TASK BRIEF: Show the lines below that contain the string "jacket".

Stored dataset items:

□ □ □ □

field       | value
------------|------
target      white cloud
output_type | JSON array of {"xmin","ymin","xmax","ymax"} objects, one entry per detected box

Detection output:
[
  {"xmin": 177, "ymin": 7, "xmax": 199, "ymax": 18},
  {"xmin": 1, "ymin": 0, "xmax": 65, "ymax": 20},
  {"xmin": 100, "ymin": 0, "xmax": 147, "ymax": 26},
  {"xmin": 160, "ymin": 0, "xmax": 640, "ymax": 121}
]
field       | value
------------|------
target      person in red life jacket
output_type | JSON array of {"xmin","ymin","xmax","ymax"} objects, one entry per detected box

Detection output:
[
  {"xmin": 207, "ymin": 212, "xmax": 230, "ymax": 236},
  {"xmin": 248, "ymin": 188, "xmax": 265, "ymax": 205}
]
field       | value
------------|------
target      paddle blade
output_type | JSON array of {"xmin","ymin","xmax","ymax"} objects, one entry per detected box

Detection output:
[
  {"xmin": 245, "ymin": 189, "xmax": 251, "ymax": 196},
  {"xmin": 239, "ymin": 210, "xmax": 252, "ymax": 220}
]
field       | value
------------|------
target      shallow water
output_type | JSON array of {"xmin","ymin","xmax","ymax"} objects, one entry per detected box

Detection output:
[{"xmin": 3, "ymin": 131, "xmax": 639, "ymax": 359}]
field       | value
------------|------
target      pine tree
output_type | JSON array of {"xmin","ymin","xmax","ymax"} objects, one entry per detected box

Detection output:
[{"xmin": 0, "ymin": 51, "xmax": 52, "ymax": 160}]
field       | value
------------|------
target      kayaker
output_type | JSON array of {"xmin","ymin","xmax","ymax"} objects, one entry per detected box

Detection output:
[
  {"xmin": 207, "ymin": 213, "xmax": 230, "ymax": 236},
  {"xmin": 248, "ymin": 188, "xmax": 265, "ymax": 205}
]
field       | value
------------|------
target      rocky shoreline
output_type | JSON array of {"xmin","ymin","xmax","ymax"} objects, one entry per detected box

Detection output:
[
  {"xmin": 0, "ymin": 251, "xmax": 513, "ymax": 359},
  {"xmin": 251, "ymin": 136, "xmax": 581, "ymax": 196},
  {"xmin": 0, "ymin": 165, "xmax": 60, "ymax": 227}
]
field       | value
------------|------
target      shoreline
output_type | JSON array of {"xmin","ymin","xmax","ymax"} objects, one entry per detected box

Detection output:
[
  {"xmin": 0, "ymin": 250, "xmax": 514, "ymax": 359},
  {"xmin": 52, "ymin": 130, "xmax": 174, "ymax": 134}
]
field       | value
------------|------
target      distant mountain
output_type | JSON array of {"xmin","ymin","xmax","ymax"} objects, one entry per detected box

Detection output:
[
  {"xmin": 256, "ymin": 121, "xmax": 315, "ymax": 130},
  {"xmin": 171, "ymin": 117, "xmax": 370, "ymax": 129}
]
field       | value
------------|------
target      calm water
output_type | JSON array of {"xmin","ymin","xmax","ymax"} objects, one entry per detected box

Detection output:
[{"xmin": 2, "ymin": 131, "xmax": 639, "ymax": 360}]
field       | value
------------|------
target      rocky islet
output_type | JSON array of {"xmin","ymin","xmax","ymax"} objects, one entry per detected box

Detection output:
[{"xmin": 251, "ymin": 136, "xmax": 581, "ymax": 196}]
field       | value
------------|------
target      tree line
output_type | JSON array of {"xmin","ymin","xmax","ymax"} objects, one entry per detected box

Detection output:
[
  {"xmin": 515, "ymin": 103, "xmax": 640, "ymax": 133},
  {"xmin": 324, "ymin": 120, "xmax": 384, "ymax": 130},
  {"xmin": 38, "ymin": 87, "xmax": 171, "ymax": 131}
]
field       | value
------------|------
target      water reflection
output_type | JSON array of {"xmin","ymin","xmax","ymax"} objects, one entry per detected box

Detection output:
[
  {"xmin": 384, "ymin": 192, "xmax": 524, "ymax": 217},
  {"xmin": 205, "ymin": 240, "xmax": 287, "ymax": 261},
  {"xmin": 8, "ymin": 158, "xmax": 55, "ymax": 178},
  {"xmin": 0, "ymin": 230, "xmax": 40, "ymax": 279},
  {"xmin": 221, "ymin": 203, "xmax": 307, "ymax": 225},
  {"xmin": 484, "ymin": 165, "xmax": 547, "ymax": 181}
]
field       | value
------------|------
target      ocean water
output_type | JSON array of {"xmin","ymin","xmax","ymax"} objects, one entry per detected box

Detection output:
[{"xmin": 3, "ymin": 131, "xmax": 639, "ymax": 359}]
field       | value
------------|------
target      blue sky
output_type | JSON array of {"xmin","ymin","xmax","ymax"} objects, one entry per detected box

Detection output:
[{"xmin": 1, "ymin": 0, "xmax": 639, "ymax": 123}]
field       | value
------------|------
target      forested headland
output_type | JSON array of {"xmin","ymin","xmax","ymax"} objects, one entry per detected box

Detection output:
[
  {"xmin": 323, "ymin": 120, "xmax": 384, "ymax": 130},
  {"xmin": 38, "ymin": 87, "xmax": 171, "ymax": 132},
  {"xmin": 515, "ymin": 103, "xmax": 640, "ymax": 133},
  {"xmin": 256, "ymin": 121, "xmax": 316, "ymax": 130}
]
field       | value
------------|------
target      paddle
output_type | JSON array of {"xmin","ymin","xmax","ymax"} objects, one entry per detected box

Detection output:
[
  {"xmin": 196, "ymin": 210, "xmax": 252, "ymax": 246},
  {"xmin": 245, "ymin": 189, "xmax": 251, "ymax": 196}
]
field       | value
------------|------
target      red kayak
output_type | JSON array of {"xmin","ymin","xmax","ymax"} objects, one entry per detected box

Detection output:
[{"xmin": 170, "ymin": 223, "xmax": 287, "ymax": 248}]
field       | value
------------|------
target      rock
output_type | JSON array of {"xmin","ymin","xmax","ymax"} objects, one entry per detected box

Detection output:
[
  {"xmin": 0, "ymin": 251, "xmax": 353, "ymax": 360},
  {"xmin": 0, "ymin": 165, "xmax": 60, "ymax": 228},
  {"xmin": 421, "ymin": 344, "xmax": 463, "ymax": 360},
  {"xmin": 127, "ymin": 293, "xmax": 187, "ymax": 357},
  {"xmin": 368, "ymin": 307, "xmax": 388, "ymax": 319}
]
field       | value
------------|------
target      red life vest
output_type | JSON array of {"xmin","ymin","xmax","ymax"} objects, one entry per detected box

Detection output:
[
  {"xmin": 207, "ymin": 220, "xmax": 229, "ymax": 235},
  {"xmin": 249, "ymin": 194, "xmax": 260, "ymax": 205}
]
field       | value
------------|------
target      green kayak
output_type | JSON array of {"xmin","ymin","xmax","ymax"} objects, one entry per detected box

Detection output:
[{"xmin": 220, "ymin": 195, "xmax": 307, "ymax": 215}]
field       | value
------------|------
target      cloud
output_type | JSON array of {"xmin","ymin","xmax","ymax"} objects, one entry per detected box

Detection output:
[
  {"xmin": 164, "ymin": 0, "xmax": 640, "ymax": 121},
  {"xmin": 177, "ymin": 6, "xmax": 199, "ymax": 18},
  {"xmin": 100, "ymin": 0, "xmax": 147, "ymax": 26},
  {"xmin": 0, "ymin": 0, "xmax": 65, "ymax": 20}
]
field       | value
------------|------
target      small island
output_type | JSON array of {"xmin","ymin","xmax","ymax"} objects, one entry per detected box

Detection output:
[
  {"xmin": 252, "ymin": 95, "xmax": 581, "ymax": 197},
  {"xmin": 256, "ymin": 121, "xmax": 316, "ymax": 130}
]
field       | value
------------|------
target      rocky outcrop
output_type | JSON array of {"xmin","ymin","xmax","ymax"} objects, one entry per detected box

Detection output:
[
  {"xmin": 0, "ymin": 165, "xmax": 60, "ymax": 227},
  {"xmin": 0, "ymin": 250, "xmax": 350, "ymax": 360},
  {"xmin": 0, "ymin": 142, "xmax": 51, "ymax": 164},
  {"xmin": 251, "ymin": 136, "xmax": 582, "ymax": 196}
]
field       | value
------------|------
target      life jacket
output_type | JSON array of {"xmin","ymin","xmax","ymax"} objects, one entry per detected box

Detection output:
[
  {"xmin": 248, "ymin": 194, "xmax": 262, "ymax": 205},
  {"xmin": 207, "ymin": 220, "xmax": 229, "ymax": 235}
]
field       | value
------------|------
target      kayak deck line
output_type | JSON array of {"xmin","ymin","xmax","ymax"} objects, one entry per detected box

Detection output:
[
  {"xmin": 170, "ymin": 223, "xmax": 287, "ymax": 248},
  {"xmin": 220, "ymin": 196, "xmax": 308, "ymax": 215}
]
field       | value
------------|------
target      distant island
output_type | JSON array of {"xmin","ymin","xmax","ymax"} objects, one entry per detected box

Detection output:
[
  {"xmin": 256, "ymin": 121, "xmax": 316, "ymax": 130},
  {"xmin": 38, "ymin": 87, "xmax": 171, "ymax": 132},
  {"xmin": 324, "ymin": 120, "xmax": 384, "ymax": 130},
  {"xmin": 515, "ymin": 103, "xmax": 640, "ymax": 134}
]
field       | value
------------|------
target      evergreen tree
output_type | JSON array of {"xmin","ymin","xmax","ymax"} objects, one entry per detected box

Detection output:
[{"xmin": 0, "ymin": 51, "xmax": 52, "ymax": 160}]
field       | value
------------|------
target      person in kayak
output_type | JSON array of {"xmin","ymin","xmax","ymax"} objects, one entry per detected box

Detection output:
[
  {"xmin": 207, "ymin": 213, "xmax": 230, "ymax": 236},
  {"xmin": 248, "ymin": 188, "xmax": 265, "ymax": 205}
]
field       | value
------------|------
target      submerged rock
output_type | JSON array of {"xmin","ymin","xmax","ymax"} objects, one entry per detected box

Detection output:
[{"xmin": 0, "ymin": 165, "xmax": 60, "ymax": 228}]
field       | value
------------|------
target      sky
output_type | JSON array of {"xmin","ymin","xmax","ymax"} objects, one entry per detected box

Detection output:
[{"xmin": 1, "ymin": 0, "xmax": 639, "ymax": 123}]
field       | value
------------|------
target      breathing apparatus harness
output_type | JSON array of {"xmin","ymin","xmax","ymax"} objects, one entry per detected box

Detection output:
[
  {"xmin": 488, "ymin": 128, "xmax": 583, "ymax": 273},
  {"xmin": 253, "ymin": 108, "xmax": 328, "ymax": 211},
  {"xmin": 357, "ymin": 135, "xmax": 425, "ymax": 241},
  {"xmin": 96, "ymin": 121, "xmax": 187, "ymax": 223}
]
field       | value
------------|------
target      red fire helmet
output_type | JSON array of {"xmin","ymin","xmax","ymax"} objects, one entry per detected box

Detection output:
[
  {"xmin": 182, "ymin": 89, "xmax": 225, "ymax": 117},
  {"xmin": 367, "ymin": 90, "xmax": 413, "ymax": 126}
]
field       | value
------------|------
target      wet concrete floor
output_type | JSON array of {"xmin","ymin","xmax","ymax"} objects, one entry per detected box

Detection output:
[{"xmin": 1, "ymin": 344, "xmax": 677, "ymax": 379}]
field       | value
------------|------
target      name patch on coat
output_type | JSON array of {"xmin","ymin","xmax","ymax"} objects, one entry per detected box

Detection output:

□ □ □ □

ANSWER SECTION:
target      person in red life jacket
target      life jacket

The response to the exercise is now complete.